EXERCISE AIM :: Please copy the rows from the line with "phrase -- ferrari front tire" up to and including the last line of the rows, swapping "street lamp" for "lamppost" and leaving everything else unchanged.

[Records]
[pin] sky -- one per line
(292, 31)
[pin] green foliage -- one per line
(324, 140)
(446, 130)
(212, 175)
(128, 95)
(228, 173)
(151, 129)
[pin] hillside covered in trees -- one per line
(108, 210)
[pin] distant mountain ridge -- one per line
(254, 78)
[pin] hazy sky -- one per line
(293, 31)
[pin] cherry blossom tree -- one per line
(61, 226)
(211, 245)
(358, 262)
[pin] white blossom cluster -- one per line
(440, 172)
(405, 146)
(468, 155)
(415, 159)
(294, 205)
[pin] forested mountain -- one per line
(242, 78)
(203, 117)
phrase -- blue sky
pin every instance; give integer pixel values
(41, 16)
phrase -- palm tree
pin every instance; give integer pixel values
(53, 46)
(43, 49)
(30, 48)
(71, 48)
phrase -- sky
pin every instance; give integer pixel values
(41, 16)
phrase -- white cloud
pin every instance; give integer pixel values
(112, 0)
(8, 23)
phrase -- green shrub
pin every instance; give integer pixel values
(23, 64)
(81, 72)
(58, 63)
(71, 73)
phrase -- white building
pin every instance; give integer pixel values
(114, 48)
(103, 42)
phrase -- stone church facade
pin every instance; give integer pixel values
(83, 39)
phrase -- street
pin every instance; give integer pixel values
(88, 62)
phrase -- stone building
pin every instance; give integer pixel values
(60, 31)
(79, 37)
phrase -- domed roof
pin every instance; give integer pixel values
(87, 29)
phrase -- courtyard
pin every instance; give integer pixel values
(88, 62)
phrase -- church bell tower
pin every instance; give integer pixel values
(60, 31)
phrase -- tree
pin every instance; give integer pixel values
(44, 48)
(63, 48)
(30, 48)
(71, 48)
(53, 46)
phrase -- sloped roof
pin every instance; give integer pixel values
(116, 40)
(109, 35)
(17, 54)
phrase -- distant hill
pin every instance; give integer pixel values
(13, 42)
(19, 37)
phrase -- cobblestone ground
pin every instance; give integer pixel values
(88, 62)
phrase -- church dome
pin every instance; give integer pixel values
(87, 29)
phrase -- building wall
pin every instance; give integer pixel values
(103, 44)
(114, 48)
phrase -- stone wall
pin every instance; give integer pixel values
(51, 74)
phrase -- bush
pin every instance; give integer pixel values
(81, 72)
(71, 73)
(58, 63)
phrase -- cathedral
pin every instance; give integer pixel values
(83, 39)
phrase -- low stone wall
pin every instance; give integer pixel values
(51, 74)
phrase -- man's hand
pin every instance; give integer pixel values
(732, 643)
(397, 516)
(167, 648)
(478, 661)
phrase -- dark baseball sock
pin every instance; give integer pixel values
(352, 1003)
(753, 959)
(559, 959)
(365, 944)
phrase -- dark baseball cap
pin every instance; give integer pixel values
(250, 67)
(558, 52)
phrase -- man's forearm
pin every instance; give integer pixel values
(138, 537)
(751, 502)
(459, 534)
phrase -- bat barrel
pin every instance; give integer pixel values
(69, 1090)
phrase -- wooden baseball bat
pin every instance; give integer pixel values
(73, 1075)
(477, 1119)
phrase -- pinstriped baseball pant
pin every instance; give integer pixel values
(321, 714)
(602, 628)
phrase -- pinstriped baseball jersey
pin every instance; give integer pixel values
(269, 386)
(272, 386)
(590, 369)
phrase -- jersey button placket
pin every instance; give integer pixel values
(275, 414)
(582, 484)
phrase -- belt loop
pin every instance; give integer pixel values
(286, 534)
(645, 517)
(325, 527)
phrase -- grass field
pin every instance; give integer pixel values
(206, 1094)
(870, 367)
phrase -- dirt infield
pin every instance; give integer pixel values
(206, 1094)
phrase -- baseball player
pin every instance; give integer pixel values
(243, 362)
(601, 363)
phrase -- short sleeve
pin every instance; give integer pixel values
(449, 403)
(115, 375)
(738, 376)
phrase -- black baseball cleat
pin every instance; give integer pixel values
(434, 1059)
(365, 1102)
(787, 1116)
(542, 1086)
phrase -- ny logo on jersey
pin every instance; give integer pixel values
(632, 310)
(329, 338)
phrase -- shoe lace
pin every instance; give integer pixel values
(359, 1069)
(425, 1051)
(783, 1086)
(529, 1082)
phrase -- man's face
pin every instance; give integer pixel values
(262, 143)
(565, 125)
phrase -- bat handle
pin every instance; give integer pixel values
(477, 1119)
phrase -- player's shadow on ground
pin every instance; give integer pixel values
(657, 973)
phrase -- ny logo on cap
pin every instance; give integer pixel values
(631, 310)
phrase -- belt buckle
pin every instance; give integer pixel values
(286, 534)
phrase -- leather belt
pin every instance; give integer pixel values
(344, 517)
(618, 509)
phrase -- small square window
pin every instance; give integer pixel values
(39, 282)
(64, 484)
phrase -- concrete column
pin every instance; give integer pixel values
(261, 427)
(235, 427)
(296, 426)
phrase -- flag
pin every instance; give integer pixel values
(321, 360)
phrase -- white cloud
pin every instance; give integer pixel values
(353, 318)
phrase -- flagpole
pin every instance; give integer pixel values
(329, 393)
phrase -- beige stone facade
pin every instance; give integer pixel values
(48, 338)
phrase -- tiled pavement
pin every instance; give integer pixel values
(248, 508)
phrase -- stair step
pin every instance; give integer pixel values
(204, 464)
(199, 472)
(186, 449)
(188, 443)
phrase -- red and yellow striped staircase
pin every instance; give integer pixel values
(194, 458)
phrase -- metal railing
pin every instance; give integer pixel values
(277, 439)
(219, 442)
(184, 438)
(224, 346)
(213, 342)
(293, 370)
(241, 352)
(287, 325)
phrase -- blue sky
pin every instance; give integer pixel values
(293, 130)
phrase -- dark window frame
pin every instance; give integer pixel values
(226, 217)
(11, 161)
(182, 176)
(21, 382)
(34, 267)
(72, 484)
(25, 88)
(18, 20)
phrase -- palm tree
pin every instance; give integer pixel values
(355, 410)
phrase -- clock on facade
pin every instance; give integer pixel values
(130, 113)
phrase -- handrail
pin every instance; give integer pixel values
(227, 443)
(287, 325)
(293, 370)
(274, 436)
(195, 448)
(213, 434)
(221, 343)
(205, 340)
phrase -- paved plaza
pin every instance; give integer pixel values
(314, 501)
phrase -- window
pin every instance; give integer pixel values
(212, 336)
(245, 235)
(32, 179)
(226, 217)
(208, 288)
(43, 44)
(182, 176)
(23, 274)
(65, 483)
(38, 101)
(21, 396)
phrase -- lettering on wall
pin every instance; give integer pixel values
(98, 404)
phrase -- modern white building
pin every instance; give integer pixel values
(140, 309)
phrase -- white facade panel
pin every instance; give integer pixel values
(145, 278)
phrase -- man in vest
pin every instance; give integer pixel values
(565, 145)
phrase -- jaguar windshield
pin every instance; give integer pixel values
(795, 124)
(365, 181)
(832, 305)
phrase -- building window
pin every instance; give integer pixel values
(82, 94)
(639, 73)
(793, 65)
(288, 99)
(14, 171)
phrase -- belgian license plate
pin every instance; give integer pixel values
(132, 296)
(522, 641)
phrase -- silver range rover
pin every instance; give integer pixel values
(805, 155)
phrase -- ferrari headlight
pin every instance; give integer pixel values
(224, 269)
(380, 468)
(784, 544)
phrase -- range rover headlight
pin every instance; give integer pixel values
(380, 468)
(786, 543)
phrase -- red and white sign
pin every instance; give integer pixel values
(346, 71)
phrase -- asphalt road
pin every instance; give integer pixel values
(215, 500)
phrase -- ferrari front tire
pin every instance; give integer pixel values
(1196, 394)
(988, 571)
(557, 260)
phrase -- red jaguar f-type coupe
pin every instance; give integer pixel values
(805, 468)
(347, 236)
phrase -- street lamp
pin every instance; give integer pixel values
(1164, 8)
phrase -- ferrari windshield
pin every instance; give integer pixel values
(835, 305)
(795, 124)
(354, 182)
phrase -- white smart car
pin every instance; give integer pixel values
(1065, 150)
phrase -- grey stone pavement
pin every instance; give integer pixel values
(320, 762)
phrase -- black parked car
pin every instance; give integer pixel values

WORKED ANSWER ::
phrase -- ferrari front tire
pin every instance; give integer pixel values
(1196, 394)
(988, 571)
(557, 260)
phrase -- red jaguar f-type coupe
pin every instance; give integer pixel values
(805, 468)
(347, 236)
phrase -- lamppost
pin every instance; give integer pixel values
(1164, 8)
phrase -- ferrari windshield
pin every instance; give integer pixel values
(835, 305)
(795, 124)
(354, 182)
phrase -- white smart car
pin every instance; give integer pixel values
(1065, 150)
phrase -- grey stone pavement
pin every instance; give integer pixel values
(320, 762)
phrase -- black parked car
pin every instance; give integer pixel values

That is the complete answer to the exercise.